■ WHAT THE TASK REQUIRES
Please retype each of the items below word for word, keeping every line as it is.

■ EXERCISE INPUT
____________________
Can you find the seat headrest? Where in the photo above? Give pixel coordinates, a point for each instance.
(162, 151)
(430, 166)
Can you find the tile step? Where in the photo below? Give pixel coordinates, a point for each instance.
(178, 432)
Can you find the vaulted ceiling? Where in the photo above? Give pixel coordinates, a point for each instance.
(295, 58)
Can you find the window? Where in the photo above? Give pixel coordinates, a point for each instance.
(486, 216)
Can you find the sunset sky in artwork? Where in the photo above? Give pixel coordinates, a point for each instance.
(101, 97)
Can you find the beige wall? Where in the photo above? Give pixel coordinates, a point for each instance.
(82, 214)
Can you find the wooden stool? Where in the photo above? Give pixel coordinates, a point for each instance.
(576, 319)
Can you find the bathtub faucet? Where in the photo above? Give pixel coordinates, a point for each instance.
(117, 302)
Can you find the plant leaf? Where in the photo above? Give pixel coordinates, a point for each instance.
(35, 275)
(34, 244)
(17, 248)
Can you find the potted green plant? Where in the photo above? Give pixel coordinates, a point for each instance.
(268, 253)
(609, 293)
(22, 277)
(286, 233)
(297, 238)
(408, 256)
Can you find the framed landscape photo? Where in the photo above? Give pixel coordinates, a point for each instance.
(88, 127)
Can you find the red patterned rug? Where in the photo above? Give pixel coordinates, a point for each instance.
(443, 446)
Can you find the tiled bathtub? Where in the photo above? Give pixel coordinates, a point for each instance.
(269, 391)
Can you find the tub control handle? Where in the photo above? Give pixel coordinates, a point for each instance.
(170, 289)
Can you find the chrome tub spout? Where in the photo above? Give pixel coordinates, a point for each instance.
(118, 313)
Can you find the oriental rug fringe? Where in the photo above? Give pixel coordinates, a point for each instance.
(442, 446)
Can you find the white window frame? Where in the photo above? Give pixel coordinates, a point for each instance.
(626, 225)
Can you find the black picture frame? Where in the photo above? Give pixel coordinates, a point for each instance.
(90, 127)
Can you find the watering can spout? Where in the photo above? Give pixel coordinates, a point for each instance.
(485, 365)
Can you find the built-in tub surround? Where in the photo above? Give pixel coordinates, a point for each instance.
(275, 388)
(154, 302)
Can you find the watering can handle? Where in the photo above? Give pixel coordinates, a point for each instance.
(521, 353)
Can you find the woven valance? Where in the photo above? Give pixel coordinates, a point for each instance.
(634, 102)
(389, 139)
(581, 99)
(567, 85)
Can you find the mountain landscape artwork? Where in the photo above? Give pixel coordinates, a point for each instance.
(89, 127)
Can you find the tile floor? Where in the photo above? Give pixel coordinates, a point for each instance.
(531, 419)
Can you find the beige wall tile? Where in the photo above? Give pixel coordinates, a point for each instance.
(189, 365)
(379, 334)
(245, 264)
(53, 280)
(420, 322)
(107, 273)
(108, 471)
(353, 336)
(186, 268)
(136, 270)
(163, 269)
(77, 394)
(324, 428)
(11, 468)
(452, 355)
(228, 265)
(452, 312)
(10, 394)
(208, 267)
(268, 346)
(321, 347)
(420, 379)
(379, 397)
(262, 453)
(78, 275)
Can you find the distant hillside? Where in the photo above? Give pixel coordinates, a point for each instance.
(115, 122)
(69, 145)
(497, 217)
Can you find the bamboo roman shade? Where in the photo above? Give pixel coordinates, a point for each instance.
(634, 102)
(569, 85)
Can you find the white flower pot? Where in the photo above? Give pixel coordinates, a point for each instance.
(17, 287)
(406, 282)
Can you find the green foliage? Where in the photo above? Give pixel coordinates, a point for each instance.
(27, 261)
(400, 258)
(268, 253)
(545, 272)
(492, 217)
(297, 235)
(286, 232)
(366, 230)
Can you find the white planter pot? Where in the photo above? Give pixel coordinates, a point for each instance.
____________________
■ ANSWER FOR THIS EXERCISE
Can you find the seat headrest? Where in the photo above? Give pixel coordinates, a point for each instance.
(162, 151)
(430, 166)
Can you find the tile step? Where in the photo below? Give pixel coordinates, a point for each instance.
(178, 432)
Can you find the vaulted ceiling? Where in the photo above? Give pixel coordinates, a point for each instance.
(295, 58)
Can you find the window? Where in the photo above? Give pixel coordinates, a point for each instance.
(486, 216)
Can you find the sunset sky in artwork? Where in the photo above? Give pixel coordinates, a point for each instance.
(101, 97)
Can you find the beige wall? Where in the photo above? Give pixel coordinates, a point for each instance.
(82, 214)
Can you find the wooden stool? Where in the photo above? Give pixel coordinates, a point for each instance.
(576, 319)
Can you find the bathtub faucet? Where in the photo above? Give pixel coordinates, a point for each instance.
(117, 302)
Can you find the plant leaf? Where in the photo above? Give pixel coordinates, a point for each instance.
(35, 275)
(34, 244)
(17, 248)
Can you find the potted green plant? Where in the photo above? Give pixel coordinates, a point for each instance.
(268, 253)
(609, 293)
(22, 277)
(286, 233)
(297, 238)
(408, 256)
Can you find the framed landscape photo? Where in the photo above? Give pixel coordinates, a point for each instance.
(88, 127)
Can you find the red patterned rug? Where in the photo above? Give pixel coordinates, a point for each instance.
(443, 446)
Can you find the tiled bathtub? Where in the photo above? Give pixel coordinates, a point for each instance.
(269, 391)
Can you find the tub control handle? Where in the photo above? Give pixel coordinates, a point for each instance.
(170, 289)
Can you find the chrome tub spout? Where in the photo above? Give pixel coordinates, a point for each instance.
(118, 313)
Can you find the oriental rug fringe? Where in the photo above? Give pixel coordinates, a point for each instance.
(442, 446)
Can you find the white window frame? Where in the photo above? Give pixel coordinates, a point for each instance.
(626, 225)
Can you find the black picture frame? Where in the photo above? Give pixel coordinates, a point for each instance.
(90, 127)
Can you find the watering can spout? Where in the photo above? Give pixel coordinates, a point for each instance.
(485, 365)
Can you find the built-in tub surround? Where in the photo above? Give pixel coordinates, a point for each instance.
(275, 388)
(154, 302)
Can you find the watering can handle? Where in the photo above? Give pixel coordinates, a point for each instance.
(521, 353)
Can you find the woven valance? Where in the photo above? Give pixel coordinates, a point for each instance.
(634, 102)
(389, 139)
(581, 99)
(567, 85)
Can you find the mountain landscape artwork? Where in the photo above? Give pixel coordinates, a point for each instance.
(89, 127)
Can you find the tile floor? Where in the photo above? Give pixel coordinates, a point for each instance.
(531, 419)
Can you find the beige wall tile? Where in the photo above? Give pixel coordinates, a point for each instance.
(189, 365)
(379, 334)
(245, 264)
(53, 280)
(420, 322)
(107, 273)
(108, 471)
(353, 336)
(186, 268)
(136, 270)
(163, 269)
(77, 394)
(324, 428)
(11, 468)
(452, 355)
(228, 265)
(452, 312)
(10, 394)
(208, 267)
(268, 346)
(321, 347)
(420, 379)
(379, 397)
(262, 453)
(78, 275)
Can you find the distant hillside? Where in the photo above? Give pixel coordinates, a point for each instance.
(115, 122)
(69, 145)
(497, 217)
Can you find the bamboo roman shade? Where in the photo above? Give pixel coordinates, a point for each instance.
(634, 102)
(569, 85)
Can you find the white flower pot? Where in the photo above? Give pixel coordinates, a point for each instance.
(17, 287)
(406, 282)
Can you find the green foliage? Where in the photo above? Give pixel coordinates, a point for each instance.
(27, 261)
(400, 258)
(268, 253)
(545, 272)
(492, 217)
(297, 235)
(286, 232)
(366, 230)
Can you find the white planter pot? Where in the photo above? Give pixel coordinates, a point for each instance.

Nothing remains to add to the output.